SELECTED TEXT:

>>>>>

Hi Geertjan,

On the issue of JDK version. We have run into this problem with some of our
tooling. For quite some time we were stuck on Java 6 because one of our
major customers was also stuck on Java 6. Developers were not allowed to
install any software on their machines. Ultimately the *only* way to solve
this was to create a package with our target JRE version. I now develop and
deploy  with JDK 14. We offer a jar. Just yesterday we got hit by a review
that took the jar and complained he couldn’t run it with JDK 8. Claim was,
many of their developers were working with JDK 8 and that is the version
they have on their machines.

If you can’t bundle a JRE then the risk is, anyone using NB may be in the
same situation.

Just some food for thought.

<<<<<

RECORDS PROVIDED:
>>>>>

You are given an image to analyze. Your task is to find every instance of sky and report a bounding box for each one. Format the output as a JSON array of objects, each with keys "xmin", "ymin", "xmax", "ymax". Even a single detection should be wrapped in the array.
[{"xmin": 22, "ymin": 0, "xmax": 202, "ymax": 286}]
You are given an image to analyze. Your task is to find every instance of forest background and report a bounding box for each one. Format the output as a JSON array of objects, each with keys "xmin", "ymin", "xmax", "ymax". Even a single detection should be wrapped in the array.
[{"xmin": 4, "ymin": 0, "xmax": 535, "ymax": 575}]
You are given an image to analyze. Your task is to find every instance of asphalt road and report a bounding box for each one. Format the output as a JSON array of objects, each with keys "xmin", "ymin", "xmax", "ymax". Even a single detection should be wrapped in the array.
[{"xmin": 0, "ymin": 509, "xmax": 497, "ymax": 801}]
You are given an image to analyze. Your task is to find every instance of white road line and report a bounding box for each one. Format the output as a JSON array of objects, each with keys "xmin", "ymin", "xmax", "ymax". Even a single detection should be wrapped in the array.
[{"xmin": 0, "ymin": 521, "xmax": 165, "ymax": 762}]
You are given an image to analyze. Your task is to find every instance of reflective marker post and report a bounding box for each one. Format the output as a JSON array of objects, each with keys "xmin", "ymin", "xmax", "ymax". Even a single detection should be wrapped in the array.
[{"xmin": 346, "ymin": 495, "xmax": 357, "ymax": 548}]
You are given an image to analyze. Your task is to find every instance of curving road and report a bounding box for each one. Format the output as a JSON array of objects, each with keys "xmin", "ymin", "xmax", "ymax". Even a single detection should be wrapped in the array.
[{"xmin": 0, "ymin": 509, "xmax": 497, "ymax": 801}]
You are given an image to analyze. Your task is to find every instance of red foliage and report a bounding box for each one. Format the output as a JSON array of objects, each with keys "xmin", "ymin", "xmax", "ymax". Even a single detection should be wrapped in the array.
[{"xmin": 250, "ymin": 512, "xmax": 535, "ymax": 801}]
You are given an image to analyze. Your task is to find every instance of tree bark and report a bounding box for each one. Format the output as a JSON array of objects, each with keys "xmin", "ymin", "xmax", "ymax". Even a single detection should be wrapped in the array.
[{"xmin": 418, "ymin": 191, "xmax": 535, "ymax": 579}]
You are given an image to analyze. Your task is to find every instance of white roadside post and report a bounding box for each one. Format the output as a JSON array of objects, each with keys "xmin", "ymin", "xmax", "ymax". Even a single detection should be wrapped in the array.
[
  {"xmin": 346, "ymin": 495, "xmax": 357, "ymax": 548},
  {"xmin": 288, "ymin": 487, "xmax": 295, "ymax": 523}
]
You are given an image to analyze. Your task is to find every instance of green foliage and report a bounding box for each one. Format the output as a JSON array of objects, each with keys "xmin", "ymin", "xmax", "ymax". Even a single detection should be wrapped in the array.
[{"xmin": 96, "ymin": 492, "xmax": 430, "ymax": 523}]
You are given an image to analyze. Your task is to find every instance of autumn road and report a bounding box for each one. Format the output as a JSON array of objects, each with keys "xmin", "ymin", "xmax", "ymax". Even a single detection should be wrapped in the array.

<<<<<
>>>>>

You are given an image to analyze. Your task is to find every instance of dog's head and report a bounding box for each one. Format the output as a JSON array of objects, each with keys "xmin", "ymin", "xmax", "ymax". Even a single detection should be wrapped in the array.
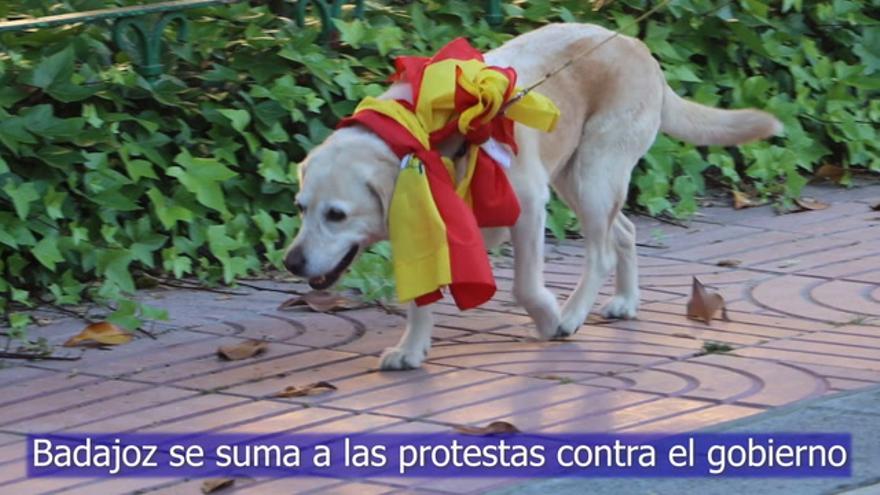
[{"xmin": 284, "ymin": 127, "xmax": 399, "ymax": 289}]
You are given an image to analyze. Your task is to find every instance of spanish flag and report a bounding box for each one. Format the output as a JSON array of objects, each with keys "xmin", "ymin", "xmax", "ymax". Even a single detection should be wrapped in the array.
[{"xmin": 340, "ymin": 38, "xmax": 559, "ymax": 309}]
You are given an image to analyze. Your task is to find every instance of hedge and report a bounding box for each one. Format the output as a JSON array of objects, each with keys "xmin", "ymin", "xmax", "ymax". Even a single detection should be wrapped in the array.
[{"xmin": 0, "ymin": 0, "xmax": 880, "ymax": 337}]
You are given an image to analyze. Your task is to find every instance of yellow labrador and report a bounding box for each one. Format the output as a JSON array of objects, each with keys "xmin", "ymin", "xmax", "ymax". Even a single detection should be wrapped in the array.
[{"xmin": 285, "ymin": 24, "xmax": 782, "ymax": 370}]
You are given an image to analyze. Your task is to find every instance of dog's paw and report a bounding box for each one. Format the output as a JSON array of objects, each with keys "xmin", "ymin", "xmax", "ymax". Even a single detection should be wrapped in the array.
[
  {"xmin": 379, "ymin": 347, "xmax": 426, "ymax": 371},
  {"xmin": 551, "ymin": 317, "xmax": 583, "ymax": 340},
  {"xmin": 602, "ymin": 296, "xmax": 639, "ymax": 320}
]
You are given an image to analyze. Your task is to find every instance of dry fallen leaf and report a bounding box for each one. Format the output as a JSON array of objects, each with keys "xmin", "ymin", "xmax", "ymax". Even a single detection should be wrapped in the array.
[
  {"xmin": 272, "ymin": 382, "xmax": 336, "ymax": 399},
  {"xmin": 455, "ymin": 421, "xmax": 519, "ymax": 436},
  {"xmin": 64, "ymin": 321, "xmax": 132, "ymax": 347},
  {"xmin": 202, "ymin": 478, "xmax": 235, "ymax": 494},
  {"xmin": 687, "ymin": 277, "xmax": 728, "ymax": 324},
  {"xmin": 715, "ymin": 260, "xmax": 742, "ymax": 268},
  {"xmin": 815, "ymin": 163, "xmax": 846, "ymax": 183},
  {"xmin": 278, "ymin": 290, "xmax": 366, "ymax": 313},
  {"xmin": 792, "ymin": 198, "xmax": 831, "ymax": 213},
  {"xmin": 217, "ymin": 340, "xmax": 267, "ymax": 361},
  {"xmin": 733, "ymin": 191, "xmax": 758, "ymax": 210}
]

<<<<<

REQUIRED TASKS:
1 > In the message about JDK versions, which JDK does the writer now use to develop and deploy?
2 > Output the passage of the message about JDK versions that opens with the words containing "On the issue" and closes with "have on their machines.".

ANSWERS BELOW:
1 > JDK 14.

2 >
On the issue of JDK version. We have run into this problem with some of our
tooling. For quite some time we were stuck on Java 6 because one of our
major customers was also stuck on Java 6. Developers were not allowed to
install any software on their machines. Ultimately the *only* way to solve
this was to create a package with our target JRE version. I now develop and
deploy  with JDK 14. We offer a jar. Just yesterday we got hit by a review
that took the jar and complained he couldn’t run it with JDK 8. Claim was,
many of their developers were working with JDK 8 and that is the version
they have on their machines.